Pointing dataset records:
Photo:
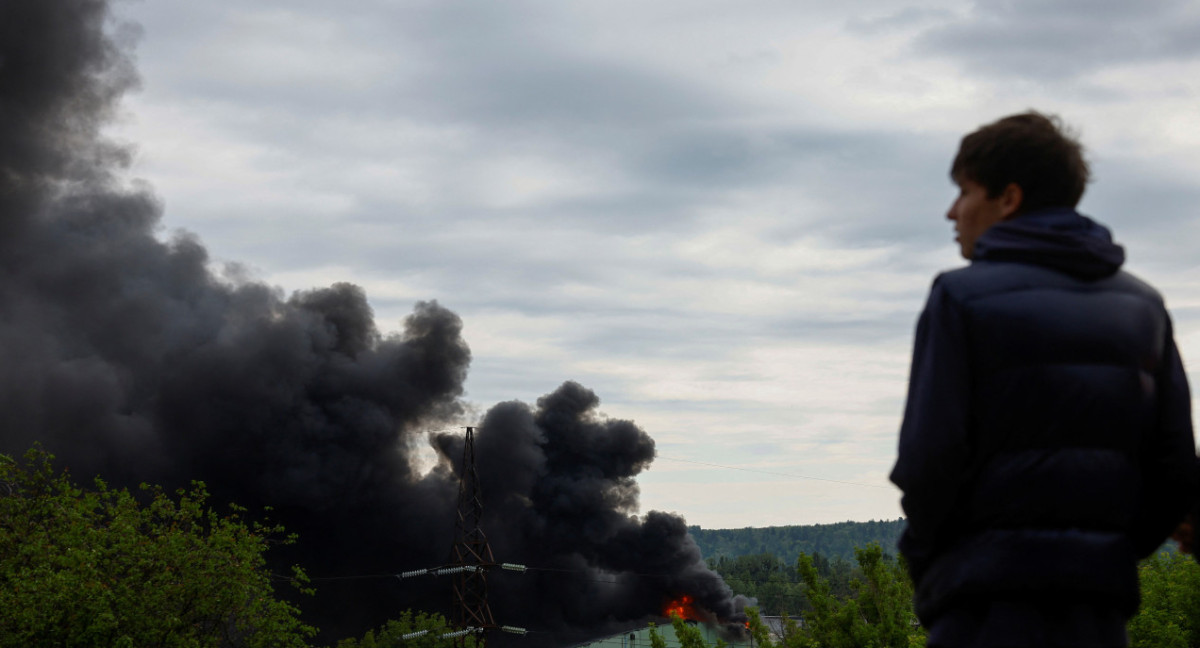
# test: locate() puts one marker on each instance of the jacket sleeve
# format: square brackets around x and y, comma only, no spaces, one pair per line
[934,456]
[1168,457]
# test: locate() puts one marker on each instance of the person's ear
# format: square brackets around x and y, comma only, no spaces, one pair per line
[1011,201]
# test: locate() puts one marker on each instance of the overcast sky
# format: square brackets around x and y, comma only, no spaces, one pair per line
[721,216]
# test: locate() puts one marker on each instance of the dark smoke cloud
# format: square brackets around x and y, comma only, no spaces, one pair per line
[130,357]
[559,493]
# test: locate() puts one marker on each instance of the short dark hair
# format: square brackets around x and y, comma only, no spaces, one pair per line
[1036,151]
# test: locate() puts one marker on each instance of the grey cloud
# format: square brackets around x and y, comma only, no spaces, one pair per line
[1056,40]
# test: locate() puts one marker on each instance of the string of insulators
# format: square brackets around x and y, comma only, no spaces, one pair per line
[445,571]
[461,633]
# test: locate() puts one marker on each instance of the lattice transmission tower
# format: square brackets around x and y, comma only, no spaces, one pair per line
[471,551]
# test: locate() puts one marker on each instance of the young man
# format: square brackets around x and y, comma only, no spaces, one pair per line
[1047,443]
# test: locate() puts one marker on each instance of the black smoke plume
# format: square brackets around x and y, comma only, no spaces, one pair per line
[129,357]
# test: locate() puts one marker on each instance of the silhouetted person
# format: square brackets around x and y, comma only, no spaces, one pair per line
[1047,443]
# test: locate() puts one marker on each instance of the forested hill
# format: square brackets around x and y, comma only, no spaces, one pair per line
[829,540]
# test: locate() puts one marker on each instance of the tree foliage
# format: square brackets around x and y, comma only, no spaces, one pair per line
[97,568]
[777,583]
[1170,603]
[876,612]
[835,541]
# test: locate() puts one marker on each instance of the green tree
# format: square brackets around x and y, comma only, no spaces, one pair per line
[96,568]
[1170,603]
[657,640]
[399,634]
[879,615]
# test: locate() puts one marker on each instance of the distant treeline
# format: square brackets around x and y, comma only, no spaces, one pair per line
[833,541]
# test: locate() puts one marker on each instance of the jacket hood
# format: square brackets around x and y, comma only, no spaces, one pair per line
[1059,238]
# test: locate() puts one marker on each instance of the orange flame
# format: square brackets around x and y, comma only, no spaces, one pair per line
[683,609]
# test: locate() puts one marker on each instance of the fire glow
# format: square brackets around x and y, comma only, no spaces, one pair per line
[683,609]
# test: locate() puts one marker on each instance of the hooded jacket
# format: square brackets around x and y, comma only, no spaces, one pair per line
[1047,443]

Problem details – Copy word for word the stretch of entries from the line containing "the jacket hood" through the last line of the entries.

Full solution –
# test: locate() puts one marker on each instance of the jacket hood
# format: square brackets around x and y, comma only, no spaces, one pair per line
[1059,238]
# test: locate() puts one marker on each instance of the orange flame
# format: square brackets around x and y, comma only, no spaces, one pair per line
[683,609]
# test: locate() puts one marker on each instance of the fire glow
# format: square brackets around x and y, comma only, no spaces, one pair per line
[683,609]
# test: locate() puts one marker on each instance of the hooded jacket
# format: square brackets around x and y, comma only, no spaces, one pair per line
[1047,443]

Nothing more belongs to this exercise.